- **Task brief**: Copy the material below verbatim, reproducing every line without any change.

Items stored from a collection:
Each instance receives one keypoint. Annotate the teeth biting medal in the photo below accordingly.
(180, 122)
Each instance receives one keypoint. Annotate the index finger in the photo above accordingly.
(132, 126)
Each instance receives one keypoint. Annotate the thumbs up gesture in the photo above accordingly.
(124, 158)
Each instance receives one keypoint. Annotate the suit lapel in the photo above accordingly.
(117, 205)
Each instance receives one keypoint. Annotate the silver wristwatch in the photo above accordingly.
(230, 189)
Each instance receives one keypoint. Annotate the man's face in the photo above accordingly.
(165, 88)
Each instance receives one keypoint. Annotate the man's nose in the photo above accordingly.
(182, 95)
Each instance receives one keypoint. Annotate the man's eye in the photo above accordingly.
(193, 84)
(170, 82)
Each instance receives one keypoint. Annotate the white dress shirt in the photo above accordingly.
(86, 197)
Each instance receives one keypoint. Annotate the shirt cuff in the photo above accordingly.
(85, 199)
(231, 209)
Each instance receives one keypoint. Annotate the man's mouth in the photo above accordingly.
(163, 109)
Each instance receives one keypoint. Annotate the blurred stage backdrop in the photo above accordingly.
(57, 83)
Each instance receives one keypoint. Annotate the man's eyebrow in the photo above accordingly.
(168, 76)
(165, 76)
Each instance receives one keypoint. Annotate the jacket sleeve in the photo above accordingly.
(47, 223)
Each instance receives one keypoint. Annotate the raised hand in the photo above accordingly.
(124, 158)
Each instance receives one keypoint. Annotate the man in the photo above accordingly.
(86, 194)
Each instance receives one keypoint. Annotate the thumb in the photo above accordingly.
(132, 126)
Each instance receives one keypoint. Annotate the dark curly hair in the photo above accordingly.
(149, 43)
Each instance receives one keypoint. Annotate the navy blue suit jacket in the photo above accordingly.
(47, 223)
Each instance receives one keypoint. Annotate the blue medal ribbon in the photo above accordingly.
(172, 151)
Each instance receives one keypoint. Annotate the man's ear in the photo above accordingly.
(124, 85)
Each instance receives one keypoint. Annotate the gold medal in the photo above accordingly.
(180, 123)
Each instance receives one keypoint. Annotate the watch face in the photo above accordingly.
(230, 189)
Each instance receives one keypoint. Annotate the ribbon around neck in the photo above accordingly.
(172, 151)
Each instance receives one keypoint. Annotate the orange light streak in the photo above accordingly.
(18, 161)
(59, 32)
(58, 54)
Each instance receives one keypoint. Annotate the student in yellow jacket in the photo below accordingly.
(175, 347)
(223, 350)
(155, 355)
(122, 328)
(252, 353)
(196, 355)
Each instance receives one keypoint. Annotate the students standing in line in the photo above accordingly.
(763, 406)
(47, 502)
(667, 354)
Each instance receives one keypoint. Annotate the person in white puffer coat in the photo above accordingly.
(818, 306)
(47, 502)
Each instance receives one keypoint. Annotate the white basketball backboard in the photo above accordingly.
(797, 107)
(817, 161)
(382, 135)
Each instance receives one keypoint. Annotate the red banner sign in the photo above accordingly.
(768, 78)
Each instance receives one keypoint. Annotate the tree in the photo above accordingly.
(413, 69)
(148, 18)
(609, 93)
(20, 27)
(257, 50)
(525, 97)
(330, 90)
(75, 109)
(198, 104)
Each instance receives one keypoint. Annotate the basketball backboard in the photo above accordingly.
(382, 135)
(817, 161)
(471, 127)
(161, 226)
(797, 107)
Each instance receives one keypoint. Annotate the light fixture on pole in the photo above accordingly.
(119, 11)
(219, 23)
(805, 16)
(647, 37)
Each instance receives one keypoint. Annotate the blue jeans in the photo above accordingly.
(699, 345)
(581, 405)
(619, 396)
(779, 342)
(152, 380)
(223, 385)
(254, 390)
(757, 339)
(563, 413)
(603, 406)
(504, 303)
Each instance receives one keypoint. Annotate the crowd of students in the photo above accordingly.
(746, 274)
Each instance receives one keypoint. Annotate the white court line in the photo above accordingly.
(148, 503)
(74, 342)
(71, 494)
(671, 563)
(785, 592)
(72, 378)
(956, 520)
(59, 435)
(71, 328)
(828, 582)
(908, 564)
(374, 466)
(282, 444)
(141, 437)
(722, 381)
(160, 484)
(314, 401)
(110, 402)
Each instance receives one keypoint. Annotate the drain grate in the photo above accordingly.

- **Result of the task**:
Each instance receives one keypoint. Annotate the teeth biting medal in the photo below accordingly.
(180, 122)
Each instance receives one keypoint. Annotate the index finger in the photo above accordingly.
(132, 126)
Each instance receives one keypoint. Annotate the thumbs up gesture in the photo above accordingly.
(124, 158)
Each instance receives one keypoint. Annotate the suit lapel in the photo above accordingly.
(117, 205)
Each instance receives one keypoint. Annotate the silver wristwatch in the photo above accordingly.
(230, 189)
Each instance receives one keypoint. Annotate the man's face in the photo above accordingly.
(165, 88)
Each instance receives one keypoint. Annotate the man's nose in the photo above accordingly.
(182, 95)
Each instance receives one keypoint. Annotate the man's eye in the photo above accordingly.
(193, 84)
(170, 82)
Each instance receives one keypoint. Annotate the white dress shirt in the photo above accordingly.
(86, 197)
Each instance receives one keypoint. Annotate the shirt cuff in the photo above accordingly.
(85, 199)
(231, 209)
Each instance receives one keypoint. Annotate the man's mouth in the photo above accordingly.
(163, 109)
Each instance receives one keypoint. Annotate the blurred stage backdrop in the photo above accordingly.
(57, 83)
Each instance receives one keypoint. Annotate the man's eyebrow in the photo above accordingly.
(168, 76)
(165, 76)
Each instance receives one keypoint. Annotate the jacket sleeve in the photo above accordingly.
(47, 223)
Each instance receives one keypoint. Annotate the raised hand in the photo above accordingly.
(124, 158)
Each instance receives one keypoint. Annotate the man in the photo above accordingly.
(86, 194)
Each instance receives one keypoint. Annotate the thumb in the photo above accordingly.
(132, 126)
Each instance receives one keypoint. Annotate the dark curly hair in the photo above accordingly.
(149, 43)
Each instance receives one keypoint. Annotate the navy blue suit jacket in the photo above accordingly.
(47, 223)
Each instance receives one keypoint. Annotate the blue medal ribbon in the photo above accordingly.
(172, 151)
Each instance receives one keypoint. Annotate the man's ear in the photo above accordingly.
(124, 85)
Each instance receives one keypoint. Annotate the gold medal in the photo above accordingly.
(180, 123)
Each instance receives one keypoint. Annotate the watch face in the photo above accordingly.
(230, 189)
Each instance receives one keypoint. Annotate the ribbon around neck in the photo above accordingly.
(172, 151)
Each instance receives one keypoint. Annotate the orange light streak in the photo above accordingly.
(18, 161)
(59, 32)
(58, 54)
Each instance receives one keypoint. Annotate the student in yellow jacket in the photo below accordingly.
(175, 347)
(223, 350)
(155, 355)
(122, 328)
(252, 353)
(196, 355)
Each instance receives one keypoint. Annotate the students standing in line in the photo above accordingly.
(763, 406)
(47, 502)
(667, 354)
Each instance receives one keypoint. Annotate the person in white puffer coat in the photo above accordingly.
(818, 306)
(47, 502)
Each instance receives one keypoint. Annotate the white basketball backboard in the photo above accordingly.
(797, 107)
(817, 161)
(382, 135)
Each instance receives one keypoint. Annotate the red banner sign in the photo above accordingly.
(768, 78)
Each instance receives one keypoint. Annotate the tree in the photo above accordingly.
(413, 69)
(148, 18)
(609, 93)
(20, 27)
(257, 50)
(525, 97)
(330, 90)
(75, 109)
(198, 104)
Each instance receives one keypoint. Annotate the basketball backboard in the photo above accordingly.
(382, 135)
(817, 161)
(471, 127)
(161, 226)
(797, 107)
Each instance receives one keypoint. Annotate the light fixture on pole in the photo above accordingly.
(119, 11)
(219, 23)
(805, 16)
(647, 37)
Each instance receives one keypoint. Annotate the blue jeans in the photo above accordingly.
(699, 345)
(581, 405)
(619, 396)
(779, 342)
(152, 380)
(223, 385)
(254, 390)
(757, 339)
(563, 413)
(603, 406)
(504, 303)
Each instance receives one keypoint. Annotate the crowd of students in the photo above accordingly.
(746, 274)
Each instance receives one keypoint. Annotate the white court line in the photo above accordingly.
(148, 503)
(74, 342)
(71, 494)
(671, 563)
(785, 592)
(72, 378)
(956, 520)
(59, 435)
(71, 328)
(828, 582)
(908, 564)
(374, 466)
(282, 444)
(141, 437)
(722, 381)
(160, 484)
(314, 401)
(110, 402)
Each instance receives one keypoint. Annotate the drain grate in the photo above accordingly.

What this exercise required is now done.